**EXERCISE INSTRUCTIONS**. Return every line of the material below verbatim, with nothing added, dropped, or changed.

**MATERIAL FOR THIS TASK**.

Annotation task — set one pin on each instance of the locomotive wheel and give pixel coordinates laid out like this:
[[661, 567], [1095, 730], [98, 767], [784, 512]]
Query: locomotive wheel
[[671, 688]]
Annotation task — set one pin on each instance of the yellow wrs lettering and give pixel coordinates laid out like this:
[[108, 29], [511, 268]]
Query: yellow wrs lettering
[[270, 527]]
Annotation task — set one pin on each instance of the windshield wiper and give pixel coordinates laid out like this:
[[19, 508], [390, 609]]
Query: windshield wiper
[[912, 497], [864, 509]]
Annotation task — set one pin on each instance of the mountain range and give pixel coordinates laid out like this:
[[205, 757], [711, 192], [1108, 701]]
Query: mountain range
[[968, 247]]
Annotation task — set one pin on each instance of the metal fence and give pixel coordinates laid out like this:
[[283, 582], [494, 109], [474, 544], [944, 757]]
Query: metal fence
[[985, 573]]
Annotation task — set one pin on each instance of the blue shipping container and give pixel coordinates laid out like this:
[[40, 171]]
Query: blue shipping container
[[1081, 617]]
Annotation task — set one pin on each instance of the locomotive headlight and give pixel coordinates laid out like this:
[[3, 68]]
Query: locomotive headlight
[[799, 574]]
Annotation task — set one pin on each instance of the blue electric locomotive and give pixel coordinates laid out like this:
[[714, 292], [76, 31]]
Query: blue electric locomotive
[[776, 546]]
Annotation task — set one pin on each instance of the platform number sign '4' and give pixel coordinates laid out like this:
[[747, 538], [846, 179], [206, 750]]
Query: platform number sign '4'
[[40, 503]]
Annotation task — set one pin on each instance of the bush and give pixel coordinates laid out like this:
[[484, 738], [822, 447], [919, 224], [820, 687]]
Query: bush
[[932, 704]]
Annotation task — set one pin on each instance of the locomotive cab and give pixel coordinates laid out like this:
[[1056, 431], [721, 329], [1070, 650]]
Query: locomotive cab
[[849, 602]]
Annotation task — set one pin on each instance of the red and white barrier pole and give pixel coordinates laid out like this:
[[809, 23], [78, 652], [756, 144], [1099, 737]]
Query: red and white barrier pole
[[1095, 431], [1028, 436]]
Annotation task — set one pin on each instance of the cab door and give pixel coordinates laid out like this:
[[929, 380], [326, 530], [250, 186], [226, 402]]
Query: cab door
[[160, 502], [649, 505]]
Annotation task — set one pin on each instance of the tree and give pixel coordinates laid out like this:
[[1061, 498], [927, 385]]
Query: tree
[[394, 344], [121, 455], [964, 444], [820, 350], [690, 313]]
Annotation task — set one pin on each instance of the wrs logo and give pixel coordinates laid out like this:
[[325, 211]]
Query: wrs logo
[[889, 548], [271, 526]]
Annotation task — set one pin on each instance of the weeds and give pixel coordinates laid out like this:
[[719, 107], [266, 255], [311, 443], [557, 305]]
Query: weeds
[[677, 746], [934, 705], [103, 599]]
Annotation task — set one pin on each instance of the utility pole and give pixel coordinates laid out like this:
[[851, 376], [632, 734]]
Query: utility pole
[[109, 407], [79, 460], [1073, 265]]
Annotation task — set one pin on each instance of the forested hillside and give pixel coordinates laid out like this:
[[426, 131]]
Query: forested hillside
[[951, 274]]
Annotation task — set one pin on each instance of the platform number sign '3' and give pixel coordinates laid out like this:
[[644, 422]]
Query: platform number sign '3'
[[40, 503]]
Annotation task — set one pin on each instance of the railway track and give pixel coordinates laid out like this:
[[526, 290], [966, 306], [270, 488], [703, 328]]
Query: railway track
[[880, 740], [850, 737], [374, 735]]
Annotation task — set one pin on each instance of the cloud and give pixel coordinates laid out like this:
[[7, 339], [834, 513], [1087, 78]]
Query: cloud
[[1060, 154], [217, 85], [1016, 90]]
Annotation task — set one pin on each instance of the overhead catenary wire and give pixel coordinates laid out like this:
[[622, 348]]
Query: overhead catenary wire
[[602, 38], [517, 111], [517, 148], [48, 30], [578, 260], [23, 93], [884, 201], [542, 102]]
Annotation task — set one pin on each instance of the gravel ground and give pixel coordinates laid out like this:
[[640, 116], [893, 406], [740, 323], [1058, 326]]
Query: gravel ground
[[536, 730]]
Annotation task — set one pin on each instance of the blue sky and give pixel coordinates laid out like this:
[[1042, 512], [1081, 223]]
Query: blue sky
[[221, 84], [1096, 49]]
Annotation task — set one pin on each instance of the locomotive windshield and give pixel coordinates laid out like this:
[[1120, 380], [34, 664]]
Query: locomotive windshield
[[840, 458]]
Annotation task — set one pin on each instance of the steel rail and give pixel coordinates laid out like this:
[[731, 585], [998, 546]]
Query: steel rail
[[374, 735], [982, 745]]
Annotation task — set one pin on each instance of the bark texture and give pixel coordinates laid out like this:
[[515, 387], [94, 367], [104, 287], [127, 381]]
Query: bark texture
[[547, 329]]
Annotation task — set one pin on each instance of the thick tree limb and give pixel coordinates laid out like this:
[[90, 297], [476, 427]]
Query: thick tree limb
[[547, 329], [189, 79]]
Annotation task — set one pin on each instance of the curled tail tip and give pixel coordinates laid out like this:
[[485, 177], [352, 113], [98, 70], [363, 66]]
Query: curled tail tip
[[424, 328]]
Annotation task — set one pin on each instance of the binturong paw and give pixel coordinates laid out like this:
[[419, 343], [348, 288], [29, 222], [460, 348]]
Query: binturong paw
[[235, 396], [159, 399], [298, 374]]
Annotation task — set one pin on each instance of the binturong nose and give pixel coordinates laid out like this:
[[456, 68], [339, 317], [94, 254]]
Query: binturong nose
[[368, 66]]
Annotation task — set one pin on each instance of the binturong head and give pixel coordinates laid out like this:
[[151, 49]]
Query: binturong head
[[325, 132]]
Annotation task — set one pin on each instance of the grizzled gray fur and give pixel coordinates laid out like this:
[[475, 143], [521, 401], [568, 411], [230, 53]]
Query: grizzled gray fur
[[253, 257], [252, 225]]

**SOLUTION TO THIS TASK**.
Annotation task — set one pin on each instance of the locomotive wheel and give pixel coordinates laid out like this:
[[661, 567], [1095, 730], [98, 767], [784, 512]]
Query: locomotive wheel
[[671, 688]]
Annotation task — set one pin on each instance of the yellow wrs lettering and give pixel coordinates laid out like this:
[[108, 29], [511, 268]]
Query: yellow wrs lettering
[[270, 527]]
Annotation task — set one pin on each instance of the windshield wiper and give pixel coordinates laid out like this:
[[19, 508], [390, 609]]
Query: windshield wiper
[[912, 497], [864, 509]]
Annotation task — set one pin on each instance of the mountain range and give pixel coordinates laid out like this:
[[205, 757], [711, 192], [1108, 701]]
Query: mountain range
[[968, 247]]
Annotation task — set one pin on each instance of the metal fence and give pixel coordinates laid out like this:
[[283, 582], [494, 109], [474, 544], [944, 757]]
Query: metal fence
[[985, 573]]
Annotation task — set one pin on each instance of the blue shipping container and give pixel coordinates laid out like this:
[[40, 171]]
Query: blue shipping container
[[1081, 617]]
Annotation task — set one pin on each instance of the locomotive headlight and give pixel coordinates laid out like this:
[[3, 68]]
Query: locomotive headlight
[[799, 574]]
Annotation task — set one pin on each instance of the blue electric locomotive and give pixel coordinates laid out like this:
[[714, 292], [76, 31]]
Query: blue electric locomotive
[[776, 546]]
Annotation task — set one pin on each instance of the platform number sign '4' and give pixel coordinates laid out like this:
[[747, 538], [846, 179], [206, 750]]
Query: platform number sign '4'
[[40, 503]]
Annotation task — set one pin on each instance of the bush and give pixel coordinates laid out like this:
[[484, 738], [822, 447], [919, 224], [820, 687]]
Query: bush
[[932, 704]]
Annotation task — set one pin on each instance of the locomotive cab and give pixel coordinates laid out like this:
[[1056, 431], [721, 329], [1070, 650]]
Query: locomotive cab
[[849, 602]]
Annotation task — set one pin on each instance of the red and white barrier pole and give pixel coordinates laid out like this:
[[809, 23], [78, 652], [756, 144], [1099, 737]]
Query: red and white barrier pole
[[1095, 431], [1028, 436]]
Annotation task — set one pin on each instance of the cab door and give pixel coordinates laid out like this:
[[929, 380], [326, 530], [250, 186], [226, 402]]
Query: cab door
[[160, 502], [649, 505]]
Annotation task — set one pin on each instance of the tree and give pixel coordinates laid out like this:
[[1061, 498], [927, 385]]
Query: tree
[[394, 344], [121, 455], [964, 444], [820, 350], [690, 313]]
Annotation task — set one pin on each instance of the wrs logo and give pixel coordinates laid out like this:
[[325, 211]]
Query: wrs logo
[[889, 548], [271, 526]]
Annotation task — set one pin on each instance of the weeds and give pixel coordinates laid out like this:
[[719, 107], [266, 255], [311, 443], [557, 305]]
Query: weeds
[[677, 746], [934, 705], [103, 599]]
Annotation task — set one pin on each instance of the utility pole and give pixel coordinates laid out like this:
[[851, 376], [632, 734]]
Query: utility pole
[[109, 407], [79, 460], [1073, 265]]
Annotation task — set one pin on each instance of the forested hillside and give pixel coordinates laid out like this:
[[426, 131]]
Query: forested hillside
[[951, 274]]
Annotation task — set one pin on each instance of the platform number sign '3' and give pixel coordinates laid out like this:
[[644, 422]]
Query: platform number sign '3'
[[40, 503]]
Annotation task — set one pin on each instance of the railway track and give pixel coordinates laid out like this:
[[526, 290], [966, 306], [270, 488], [703, 328]]
Query: railway track
[[880, 740], [850, 737], [374, 735]]
Annotation task — set one pin on each instance of the cloud and give pixel coordinates laid out like this:
[[7, 339], [834, 513], [1087, 78]]
Query: cloud
[[1060, 154], [217, 85], [1016, 90]]
Annotation task — set one pin on each instance of the overhead catenary wire and give pixel coordinates laid out like this:
[[622, 348]]
Query: overhead catenary wire
[[602, 38], [517, 111], [517, 148], [48, 30], [578, 260], [23, 93], [884, 201], [542, 102]]
Annotation task — set one pin on each instance of the gravel ground and give pixel coordinates laid out like this:
[[640, 116], [893, 406], [740, 323], [1058, 326]]
Query: gravel ground
[[536, 730]]
Annotation task — set one pin on each instance of the blue sky and give pixel coordinates laid out like this:
[[1042, 512], [1081, 223]]
Query: blue sky
[[221, 84], [1096, 49]]
Annotation task — set one pin on each instance of the locomotive windshield and give pixel coordinates laid out like this:
[[1120, 380], [34, 664]]
Query: locomotive windshield
[[840, 458]]
Annotation task — set one pin on each instance of the steel rail and give pixel coordinates laid out like this:
[[731, 585], [998, 546]]
Query: steel rail
[[374, 735], [982, 745]]
Annotation task — set one pin on each instance of the bark texture and give pixel coordinates laid out like this:
[[515, 387], [94, 367], [104, 287], [127, 381]]
Query: bark texture
[[547, 329]]
Annotation task — set one pin on each instance of the thick tree limb and give pixel coordinates laid out like this:
[[90, 297], [476, 427]]
Query: thick tree limb
[[547, 329], [189, 79]]
Annotation task — set one pin on each instance of the curled tail tip and give pixel coordinates laid out like this:
[[485, 177], [352, 113], [98, 70], [363, 66]]
Query: curled tail tip
[[424, 328]]
Annotation task — set one pin on each instance of the binturong paw and give pixel coordinates laid out like this:
[[419, 343], [348, 288], [29, 222], [460, 348]]
Query: binturong paw
[[235, 396], [159, 399], [298, 374]]
Annotation task — set one pin on each instance of the binturong nose and give pixel coordinates laid out like this:
[[456, 68], [339, 317], [94, 254]]
Query: binturong nose
[[368, 66]]
Annotation task — set one pin on each instance of the binturong head and give pixel coordinates laid out like this:
[[151, 49]]
Query: binturong head
[[325, 132]]
Annotation task — set one pin on each instance of the grizzled gray fur and give pixel coordinates laid out like this:
[[475, 143], [521, 401], [568, 411], [230, 53]]
Query: grizzled gray fur
[[253, 257], [252, 225]]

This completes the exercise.